#### GIVEN INSTRUCTION:
Reproduce every one of the following items verbatim, line for line, and omit the pictures from your reply.

#### DATASET ROWS:
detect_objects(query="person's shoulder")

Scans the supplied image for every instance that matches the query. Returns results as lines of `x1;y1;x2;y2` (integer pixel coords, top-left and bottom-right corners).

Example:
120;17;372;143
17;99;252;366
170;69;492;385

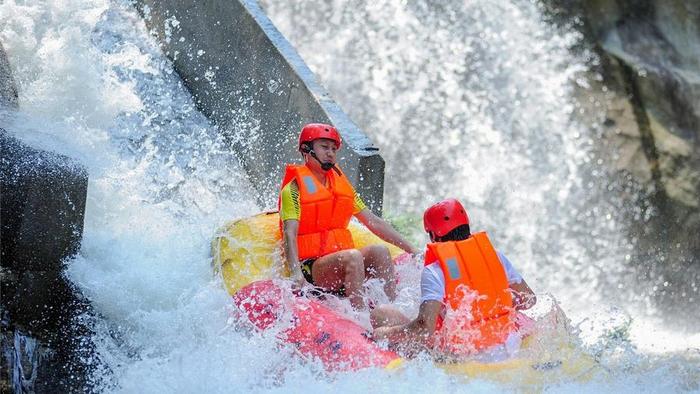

#### RESPONSE TO THIS TASK:
detect_objects(query="person's shoulder")

Scans the supplied image for every instance that matches the query. Returns results as lines of `x1;y1;x2;y2` (integer pixel coords, top-left and bottom-right corners).

Example:
120;17;372;143
17;99;252;366
170;69;492;385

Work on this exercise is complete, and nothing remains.